**TEXT PASSAGE**
******************************

Hench-Sized Comic Book Reviews – 6/10/17
Good news, everybody! My time is my own again and the bonus Wednesday is out of the way, so I’m back to buying and reading an entire pile of comics! But bad news, too! Because as has been the case with me and comics, all of my favorite comics come out in one week, and there’s no way I can get to them all.
So this week sees new issues of Amazing Spider-Man, Batman, Hawkeye and Nova! But I had to pass on new issues of Harley Quinn and Unstoppable Wasp, just for time! Fortunately, I made room for the Comic Book of the Week: Iceman #1! He’s my favorite
X-Man and he’s finally got a solid solo comic!
Speaking of comics I read but didn’t review, the new issue of Harley Quinn is pretty nifty! We learn the secret origin of Red Tool, even though I didn’t know he had a secret origin! I’m gonna do a write up on it next week in case you want the fully skinny.
Comic Reviews: Amazing Spider-Man #28, Batman #24, Hawkeye #7, Iceman #1 and Nova #7.
Amazing Spider-Man #28
Writer: Dan Slott
Artist: Stuart Immonen
I love Dan Slott as a writer. I loved this issue of Amazing Spider-Man and most of Slott’s ongoing adventures. But…I’m ready for somebody else to take over Amazing Spider-Man. I’m definitely going to pick up Chip Zdarsky’s Spectacular Spider-Man.
It’s not that Slott isn’t a good writer, because he’s a great one. It’s just that…I dunno…after all these years of Slott Spider-Man stories, it feels like butter scraped across too much bread.
Spider-Man and his Amazing Friends take on Norman Osborn and his evil forces after he’s launched a missile heading towards the capital filled with goblin gas. Mockingbird goes after the missile, with help from the Wild Pack. Silver Sable defeats the evil countess in a sword duel. And Spider-Man takes on Norman, but only after Norman uses a bunch of tricks to rob Spidey of his powers and gadgets. It’s a man-to-man fight in the snow and Spidey wins, but Norman escapes.
Afterwards, the Uncle Ben Foundation arrives in the capital to deliver aid and SHIELD cuts ties with Parker Industries.
Comic Rating: 8/10 – Very Good.

******************************

**SET OF TASKS**
1 – Which comic do the comic reviews name as the Comic Book of the Week?
2 – Reproduce the comic reviews from "So this week" to "solid solo comic!", changing "solo comic" to "solo series".

******************************

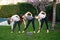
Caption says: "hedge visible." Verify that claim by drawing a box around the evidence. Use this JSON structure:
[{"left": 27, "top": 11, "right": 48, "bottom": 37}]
[
  {"left": 0, "top": 3, "right": 36, "bottom": 18},
  {"left": 46, "top": 4, "right": 60, "bottom": 22},
  {"left": 18, "top": 3, "right": 37, "bottom": 16}
]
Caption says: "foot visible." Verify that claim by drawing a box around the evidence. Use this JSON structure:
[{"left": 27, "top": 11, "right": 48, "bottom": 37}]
[
  {"left": 47, "top": 30, "right": 49, "bottom": 33},
  {"left": 18, "top": 31, "right": 21, "bottom": 33},
  {"left": 33, "top": 31, "right": 36, "bottom": 33},
  {"left": 37, "top": 30, "right": 40, "bottom": 33},
  {"left": 22, "top": 31, "right": 25, "bottom": 33}
]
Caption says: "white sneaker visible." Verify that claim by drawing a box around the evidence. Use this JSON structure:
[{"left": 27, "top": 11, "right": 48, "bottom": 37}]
[
  {"left": 11, "top": 31, "right": 13, "bottom": 33},
  {"left": 47, "top": 30, "right": 49, "bottom": 33},
  {"left": 37, "top": 30, "right": 40, "bottom": 33},
  {"left": 33, "top": 31, "right": 36, "bottom": 33},
  {"left": 18, "top": 31, "right": 21, "bottom": 33},
  {"left": 22, "top": 31, "right": 25, "bottom": 33}
]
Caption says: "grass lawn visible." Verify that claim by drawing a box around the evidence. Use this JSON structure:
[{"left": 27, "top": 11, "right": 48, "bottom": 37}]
[{"left": 0, "top": 22, "right": 60, "bottom": 40}]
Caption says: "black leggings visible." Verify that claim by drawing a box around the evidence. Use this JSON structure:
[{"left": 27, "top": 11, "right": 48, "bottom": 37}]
[
  {"left": 24, "top": 18, "right": 35, "bottom": 31},
  {"left": 12, "top": 21, "right": 20, "bottom": 31}
]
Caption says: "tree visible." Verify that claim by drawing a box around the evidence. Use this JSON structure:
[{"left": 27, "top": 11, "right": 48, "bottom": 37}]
[{"left": 52, "top": 0, "right": 56, "bottom": 30}]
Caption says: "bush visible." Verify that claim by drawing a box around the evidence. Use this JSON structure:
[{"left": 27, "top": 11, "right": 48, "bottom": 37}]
[
  {"left": 46, "top": 4, "right": 60, "bottom": 22},
  {"left": 0, "top": 5, "right": 18, "bottom": 18},
  {"left": 18, "top": 3, "right": 37, "bottom": 16},
  {"left": 0, "top": 3, "right": 36, "bottom": 18}
]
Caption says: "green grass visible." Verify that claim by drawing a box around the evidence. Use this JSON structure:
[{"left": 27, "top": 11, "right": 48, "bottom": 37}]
[{"left": 0, "top": 22, "right": 60, "bottom": 40}]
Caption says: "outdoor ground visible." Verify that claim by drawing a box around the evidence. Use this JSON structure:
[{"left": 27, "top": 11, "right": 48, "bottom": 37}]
[{"left": 0, "top": 22, "right": 60, "bottom": 40}]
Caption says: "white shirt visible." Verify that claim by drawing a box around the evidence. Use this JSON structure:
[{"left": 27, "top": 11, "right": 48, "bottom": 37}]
[
  {"left": 11, "top": 15, "right": 20, "bottom": 21},
  {"left": 38, "top": 11, "right": 46, "bottom": 20}
]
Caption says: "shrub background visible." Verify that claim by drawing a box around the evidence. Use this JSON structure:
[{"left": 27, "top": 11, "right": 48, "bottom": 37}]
[{"left": 0, "top": 3, "right": 60, "bottom": 22}]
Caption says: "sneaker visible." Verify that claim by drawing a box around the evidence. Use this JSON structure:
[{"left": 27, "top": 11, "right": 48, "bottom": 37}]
[
  {"left": 33, "top": 31, "right": 36, "bottom": 33},
  {"left": 22, "top": 31, "right": 25, "bottom": 33},
  {"left": 37, "top": 30, "right": 40, "bottom": 33},
  {"left": 47, "top": 30, "right": 49, "bottom": 33},
  {"left": 18, "top": 31, "right": 21, "bottom": 33},
  {"left": 11, "top": 31, "right": 13, "bottom": 33}
]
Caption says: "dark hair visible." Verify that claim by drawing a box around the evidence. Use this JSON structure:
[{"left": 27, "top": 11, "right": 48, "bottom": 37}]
[
  {"left": 28, "top": 13, "right": 31, "bottom": 16},
  {"left": 7, "top": 19, "right": 11, "bottom": 24}
]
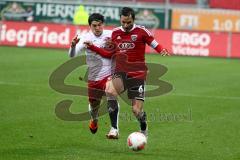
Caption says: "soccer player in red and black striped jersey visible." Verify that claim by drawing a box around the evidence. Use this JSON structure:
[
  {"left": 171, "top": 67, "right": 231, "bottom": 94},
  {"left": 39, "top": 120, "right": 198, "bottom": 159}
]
[{"left": 87, "top": 7, "right": 169, "bottom": 136}]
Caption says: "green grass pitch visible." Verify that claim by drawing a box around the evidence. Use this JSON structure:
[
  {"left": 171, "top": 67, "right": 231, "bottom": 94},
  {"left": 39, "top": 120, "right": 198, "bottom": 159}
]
[{"left": 0, "top": 47, "right": 240, "bottom": 160}]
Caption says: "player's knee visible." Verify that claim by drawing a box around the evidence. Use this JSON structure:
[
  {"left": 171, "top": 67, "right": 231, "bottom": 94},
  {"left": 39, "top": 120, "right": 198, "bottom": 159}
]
[
  {"left": 107, "top": 100, "right": 118, "bottom": 112},
  {"left": 105, "top": 81, "right": 118, "bottom": 96},
  {"left": 89, "top": 99, "right": 100, "bottom": 108},
  {"left": 132, "top": 105, "right": 142, "bottom": 116}
]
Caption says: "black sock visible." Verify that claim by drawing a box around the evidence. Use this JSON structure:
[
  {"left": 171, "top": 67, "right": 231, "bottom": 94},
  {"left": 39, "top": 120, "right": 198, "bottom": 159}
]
[
  {"left": 108, "top": 100, "right": 118, "bottom": 129},
  {"left": 137, "top": 112, "right": 147, "bottom": 131}
]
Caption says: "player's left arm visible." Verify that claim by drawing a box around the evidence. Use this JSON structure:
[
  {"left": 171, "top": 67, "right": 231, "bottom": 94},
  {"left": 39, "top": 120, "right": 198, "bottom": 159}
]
[{"left": 143, "top": 28, "right": 170, "bottom": 56}]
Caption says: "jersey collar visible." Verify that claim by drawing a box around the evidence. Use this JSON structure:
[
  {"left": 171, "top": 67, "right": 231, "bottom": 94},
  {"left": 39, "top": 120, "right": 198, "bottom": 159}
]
[{"left": 120, "top": 24, "right": 136, "bottom": 32}]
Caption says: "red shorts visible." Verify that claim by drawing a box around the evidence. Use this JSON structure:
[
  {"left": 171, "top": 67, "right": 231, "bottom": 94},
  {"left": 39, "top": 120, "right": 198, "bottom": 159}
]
[{"left": 88, "top": 77, "right": 108, "bottom": 103}]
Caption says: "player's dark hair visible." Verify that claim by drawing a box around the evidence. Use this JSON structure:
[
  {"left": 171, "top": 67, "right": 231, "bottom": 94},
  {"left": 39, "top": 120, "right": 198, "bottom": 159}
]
[
  {"left": 88, "top": 13, "right": 104, "bottom": 26},
  {"left": 120, "top": 7, "right": 135, "bottom": 20}
]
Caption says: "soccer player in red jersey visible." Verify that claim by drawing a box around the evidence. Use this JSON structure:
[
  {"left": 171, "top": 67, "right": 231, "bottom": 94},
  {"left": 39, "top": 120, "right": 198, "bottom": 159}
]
[{"left": 86, "top": 7, "right": 169, "bottom": 137}]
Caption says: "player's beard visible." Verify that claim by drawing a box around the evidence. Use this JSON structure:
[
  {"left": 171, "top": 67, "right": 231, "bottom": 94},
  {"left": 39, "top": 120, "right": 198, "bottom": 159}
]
[{"left": 124, "top": 25, "right": 133, "bottom": 32}]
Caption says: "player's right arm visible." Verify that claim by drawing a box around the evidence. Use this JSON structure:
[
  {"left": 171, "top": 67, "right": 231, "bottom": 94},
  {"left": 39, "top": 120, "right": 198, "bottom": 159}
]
[
  {"left": 84, "top": 41, "right": 116, "bottom": 58},
  {"left": 68, "top": 35, "right": 84, "bottom": 57}
]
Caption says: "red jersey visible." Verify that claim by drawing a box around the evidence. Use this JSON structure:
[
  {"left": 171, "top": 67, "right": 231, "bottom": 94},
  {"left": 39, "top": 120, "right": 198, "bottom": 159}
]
[{"left": 112, "top": 25, "right": 158, "bottom": 79}]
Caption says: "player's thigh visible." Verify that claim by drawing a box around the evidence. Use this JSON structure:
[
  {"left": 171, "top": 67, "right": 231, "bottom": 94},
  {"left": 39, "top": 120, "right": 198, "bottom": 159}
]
[
  {"left": 127, "top": 79, "right": 145, "bottom": 101},
  {"left": 105, "top": 77, "right": 124, "bottom": 96}
]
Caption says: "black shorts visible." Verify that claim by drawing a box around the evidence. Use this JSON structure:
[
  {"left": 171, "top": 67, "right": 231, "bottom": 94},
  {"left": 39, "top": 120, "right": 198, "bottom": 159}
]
[{"left": 112, "top": 72, "right": 145, "bottom": 101}]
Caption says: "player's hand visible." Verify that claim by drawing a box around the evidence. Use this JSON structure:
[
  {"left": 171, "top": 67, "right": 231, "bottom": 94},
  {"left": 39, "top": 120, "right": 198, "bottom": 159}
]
[
  {"left": 71, "top": 35, "right": 80, "bottom": 48},
  {"left": 160, "top": 49, "right": 170, "bottom": 56},
  {"left": 83, "top": 41, "right": 93, "bottom": 48}
]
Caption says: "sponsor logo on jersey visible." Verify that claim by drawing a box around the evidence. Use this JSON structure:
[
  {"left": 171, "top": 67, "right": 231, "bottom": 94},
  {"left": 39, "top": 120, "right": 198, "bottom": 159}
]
[
  {"left": 118, "top": 42, "right": 135, "bottom": 49},
  {"left": 131, "top": 34, "right": 137, "bottom": 41}
]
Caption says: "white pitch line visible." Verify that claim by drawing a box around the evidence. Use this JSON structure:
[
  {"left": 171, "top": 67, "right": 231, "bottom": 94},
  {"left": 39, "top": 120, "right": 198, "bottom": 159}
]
[{"left": 169, "top": 93, "right": 240, "bottom": 100}]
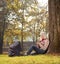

******************************

**ACTIVITY ANSWERS**
1 – Iceman #1

2 –
So this week sees new issues of Amazing Spider-Man, Batman, Hawkeye and Nova! But I had to pass on new issues of Harley Quinn and Unstoppable Wasp, just for time! Fortunately, I made room for the Comic Book of the Week: Iceman #1! He’s my favorite
X-Man and he’s finally got a solid solo series!